## Requirement
Each entry must be restated word for word, with nothing omitted.

Region pointing data:
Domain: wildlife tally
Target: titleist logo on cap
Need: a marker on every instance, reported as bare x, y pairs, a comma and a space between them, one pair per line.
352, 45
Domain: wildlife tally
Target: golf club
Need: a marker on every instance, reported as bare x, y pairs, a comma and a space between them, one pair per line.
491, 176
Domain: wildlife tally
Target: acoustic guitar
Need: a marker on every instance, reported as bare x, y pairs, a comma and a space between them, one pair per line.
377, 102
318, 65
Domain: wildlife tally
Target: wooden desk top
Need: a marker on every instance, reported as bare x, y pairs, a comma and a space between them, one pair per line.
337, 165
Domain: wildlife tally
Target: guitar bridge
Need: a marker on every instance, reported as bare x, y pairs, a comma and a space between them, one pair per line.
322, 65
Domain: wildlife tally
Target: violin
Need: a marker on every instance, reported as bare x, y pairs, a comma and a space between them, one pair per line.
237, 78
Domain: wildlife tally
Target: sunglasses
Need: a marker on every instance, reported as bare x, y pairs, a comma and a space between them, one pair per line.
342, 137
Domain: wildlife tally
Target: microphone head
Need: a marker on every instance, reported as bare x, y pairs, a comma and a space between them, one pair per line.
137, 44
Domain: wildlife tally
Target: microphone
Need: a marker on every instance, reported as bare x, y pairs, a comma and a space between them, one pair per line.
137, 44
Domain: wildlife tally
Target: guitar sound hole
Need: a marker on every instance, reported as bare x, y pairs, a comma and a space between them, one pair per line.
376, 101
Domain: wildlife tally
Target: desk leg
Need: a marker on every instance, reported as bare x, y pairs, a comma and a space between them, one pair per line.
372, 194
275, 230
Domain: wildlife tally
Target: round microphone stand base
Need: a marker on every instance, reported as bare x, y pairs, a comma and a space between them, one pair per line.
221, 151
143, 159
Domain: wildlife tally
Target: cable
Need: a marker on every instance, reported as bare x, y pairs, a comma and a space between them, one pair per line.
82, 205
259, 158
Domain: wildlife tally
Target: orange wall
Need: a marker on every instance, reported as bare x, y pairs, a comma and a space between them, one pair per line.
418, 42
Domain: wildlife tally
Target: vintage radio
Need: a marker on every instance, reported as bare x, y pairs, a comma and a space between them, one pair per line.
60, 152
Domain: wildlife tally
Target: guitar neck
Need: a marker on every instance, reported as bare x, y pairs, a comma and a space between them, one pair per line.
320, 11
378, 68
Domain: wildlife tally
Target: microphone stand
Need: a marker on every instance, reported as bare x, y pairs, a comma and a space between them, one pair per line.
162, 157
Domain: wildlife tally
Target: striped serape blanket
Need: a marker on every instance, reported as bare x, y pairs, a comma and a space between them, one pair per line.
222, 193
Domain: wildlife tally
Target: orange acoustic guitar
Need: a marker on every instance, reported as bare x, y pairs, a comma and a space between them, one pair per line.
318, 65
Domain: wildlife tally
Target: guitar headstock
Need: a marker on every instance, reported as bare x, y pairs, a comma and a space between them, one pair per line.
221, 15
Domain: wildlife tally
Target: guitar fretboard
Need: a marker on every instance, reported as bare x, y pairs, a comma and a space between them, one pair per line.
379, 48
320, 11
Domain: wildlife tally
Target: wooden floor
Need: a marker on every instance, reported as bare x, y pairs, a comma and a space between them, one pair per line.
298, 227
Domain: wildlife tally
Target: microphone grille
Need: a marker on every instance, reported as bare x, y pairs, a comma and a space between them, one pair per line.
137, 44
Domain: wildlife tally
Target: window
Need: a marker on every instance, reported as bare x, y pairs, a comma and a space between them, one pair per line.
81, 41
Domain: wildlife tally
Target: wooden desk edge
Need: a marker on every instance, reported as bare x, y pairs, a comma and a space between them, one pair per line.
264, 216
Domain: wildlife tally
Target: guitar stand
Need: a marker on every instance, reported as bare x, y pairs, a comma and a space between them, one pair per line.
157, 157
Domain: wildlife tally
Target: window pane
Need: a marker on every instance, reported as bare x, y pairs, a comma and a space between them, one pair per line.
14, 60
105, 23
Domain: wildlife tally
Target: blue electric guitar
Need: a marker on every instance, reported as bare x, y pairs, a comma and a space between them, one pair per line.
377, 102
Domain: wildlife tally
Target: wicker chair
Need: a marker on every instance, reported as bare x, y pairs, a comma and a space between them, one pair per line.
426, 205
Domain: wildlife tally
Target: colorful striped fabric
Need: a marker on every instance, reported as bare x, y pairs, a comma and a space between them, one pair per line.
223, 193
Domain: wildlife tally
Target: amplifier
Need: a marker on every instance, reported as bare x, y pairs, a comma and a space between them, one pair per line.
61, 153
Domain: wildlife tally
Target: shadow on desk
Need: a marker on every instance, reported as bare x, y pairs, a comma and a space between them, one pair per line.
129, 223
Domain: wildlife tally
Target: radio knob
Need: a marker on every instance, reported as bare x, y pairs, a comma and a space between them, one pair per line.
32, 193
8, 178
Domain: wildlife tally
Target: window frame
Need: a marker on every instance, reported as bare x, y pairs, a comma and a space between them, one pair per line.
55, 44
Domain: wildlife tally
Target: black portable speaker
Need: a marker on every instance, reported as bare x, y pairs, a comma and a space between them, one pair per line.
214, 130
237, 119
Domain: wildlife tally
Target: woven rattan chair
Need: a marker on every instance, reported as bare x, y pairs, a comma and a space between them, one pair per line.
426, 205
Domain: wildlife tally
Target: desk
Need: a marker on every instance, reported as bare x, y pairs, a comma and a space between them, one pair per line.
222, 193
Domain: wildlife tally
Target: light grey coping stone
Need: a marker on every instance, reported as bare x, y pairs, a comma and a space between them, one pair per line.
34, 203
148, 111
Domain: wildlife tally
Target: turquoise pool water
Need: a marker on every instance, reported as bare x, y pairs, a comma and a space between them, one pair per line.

## Task response
Domain: wildlife tally
Target: titleist logo on cap
Need: a marker on every instance, reported as bare x, y pairs, a comma and a space between them, one pair per line.
352, 45
Domain: wildlife tally
Target: golf club
Need: a marker on every instance, reported as bare x, y pairs, a comma and a space between them, one pair per line.
491, 176
Domain: wildlife tally
Target: acoustic guitar
Need: a marker on every instance, reported as bare x, y pairs, a comma and a space between them, one pair per line.
377, 102
318, 65
Domain: wildlife tally
Target: wooden desk top
Need: a marker on every instance, reported as bare x, y pairs, a comma and a space between them, one pair per line.
337, 165
Domain: wildlife tally
Target: guitar bridge
Need: a marker on every instance, reported as bare x, y pairs, a comma and a space between them, one pair per line.
322, 65
Domain: wildlife tally
Target: violin
Need: a marker on every instance, reported as bare x, y pairs, a comma and a space between them, one pair per line.
237, 78
Domain: wildlife tally
Target: sunglasses
Need: a marker on every instance, reported as bare x, y pairs, a comma and a space between them, one pair per line.
342, 137
Domain: wildlife tally
Target: microphone head
Need: a marker on every instance, reported as bare x, y pairs, a comma and a space between them, one pair per line.
137, 44
Domain: wildlife tally
Target: microphone
Need: a marker on every instance, reported as bare x, y pairs, a comma and a space between them, one pair per line.
137, 44
Domain: wildlife tally
Target: guitar sound hole
Need: a marker on every instance, reported as bare x, y pairs, a comma and a space between them, one pair per line.
376, 101
Domain: wildlife tally
Target: desk leg
Need: a marker on every instance, reported as bare x, y pairs, a comma and a space between them, one pair per line.
372, 194
275, 230
Domain: wildlife tally
Target: round microphone stand base
Need: a marker on every instance, reported as bare x, y pairs, a comma and a space between them, one pair per line.
221, 151
143, 159
Domain: wildlife tally
Target: cable
Need: a marker on every instance, reported as bare x, y pairs, a comma and a space between them, one pair per line.
82, 205
259, 158
Domain: wildlife tally
Target: orange wall
Need: a marker on every instance, reported as bare x, y pairs, a comma and a space between them, one pair per line.
418, 42
Domain: wildlife tally
Target: vintage radio
Need: a marker on every instance, reported as bare x, y pairs, a comma and a space between them, one pair per line.
60, 152
Domain: wildlife tally
Target: guitar neck
Need: a marker on every instance, reported as bare x, y pairs, a comma and a space between them, one pair per line.
320, 11
378, 68
Domain: wildlife tally
Target: microphone stand
Need: a marker on every instance, reported as bare x, y pairs, a comma and a space between them, one pair per line.
162, 157
Domain: wildlife tally
Target: striped serape blanket
Need: a marker on every instance, reported as bare x, y pairs, a comma and a space between them, one pair per line.
222, 193
Domain: wildlife tally
Target: orange acoustic guitar
Need: a marker on every instance, reported as bare x, y pairs, a comma and a space between them, one pair per line.
318, 65
Domain: wildlife tally
Target: guitar headstock
Need: a marker on every instance, reported as bare x, y pairs, a comma and a space between them, one pair per line.
221, 15
Domain: wildlife tally
Target: guitar fretboard
Need: a marker on every instance, reported as bare x, y pairs, a comma and a space between them, one pair per line.
379, 48
320, 11
Domain: wildlife tally
Target: wooden floor
Need: a marker on every instance, reported as bare x, y pairs, a comma and a space between them, one pair per line.
298, 227
Domain: wildlife tally
Target: microphone grille
Need: a marker on every instance, reported as bare x, y pairs, a comma and a space between them, one pair per line.
137, 44
Domain: wildlife tally
Target: window
Need: a marker on every instance, reported as bare x, y pairs, a comma and a space between them, one pair per line.
81, 41
Domain: wildlife tally
Target: wooden desk edge
Need: a marker on every instance, reported as bare x, y pairs, a comma and a space between them, one pair per line.
264, 216
Domain: wildlife tally
Target: guitar stand
Need: a marker on every instance, reported as bare x, y pairs, a comma and a space between them, one pair per line.
157, 157
Domain: wildlife tally
Target: window pane
Need: a marker on every instance, reported as bare x, y pairs, a comma and a space between them, one pair per line.
14, 60
105, 23
Domain: wildlife tally
Target: blue electric guitar
Need: a marker on every instance, reported as bare x, y pairs, a comma and a space between them, one pair per line.
377, 102
Domain: wildlife tally
Target: wicker chair
Need: a marker on every instance, reported as bare x, y pairs, a comma and a space between them, one pair per line.
426, 205
Domain: wildlife tally
Target: colorful striped fabric
Need: a marker on every instance, reported as bare x, y pairs, a comma and a space between them, one pair per line.
223, 193
Domain: wildlife tally
Target: amplifier
Need: a marker on every instance, reported as bare x, y pairs, a comma and a space between them, one pair per line.
61, 153
Domain: wildlife tally
Target: shadow on desk
Need: a marker on every instance, reported as bare x, y pairs, a comma and a space between them, one pair per line.
129, 223
Domain: wildlife tally
Target: radio knob
Need: a marker on every instance, reported as bare x, y pairs, a comma and a space between them, one pair per line.
32, 193
8, 178
Domain: wildlife tally
Target: window frame
Need: a marker on every instance, reported as bare x, y pairs, a comma and a space between them, one pair per line.
55, 44
Domain: wildlife tally
Target: black portable speaker
Need: a marker on every instance, reported as bare x, y pairs, a comma and a space between them, one pair per line.
214, 130
237, 119
Domain: wildlife tally
Target: woven rattan chair
Need: a marker on every instance, reported as bare x, y pairs, a comma and a space between them, one pair per line.
426, 205
Domain: wildlife tally
Target: desk
Need: a marker on every instance, reported as bare x, y pairs, a comma and a space between them, one pair per line.
222, 193
Domain: wildlife tally
Target: light grey coping stone
Need: a marker on every instance, reported as bare x, y pairs, a comma and a space between them, one pair per line.
34, 203
148, 111
Domain: wildlife tally
Target: turquoise pool water
Need: a marker on every instance, reported as bare x, y pairs, a comma and a space between them, one pair per line.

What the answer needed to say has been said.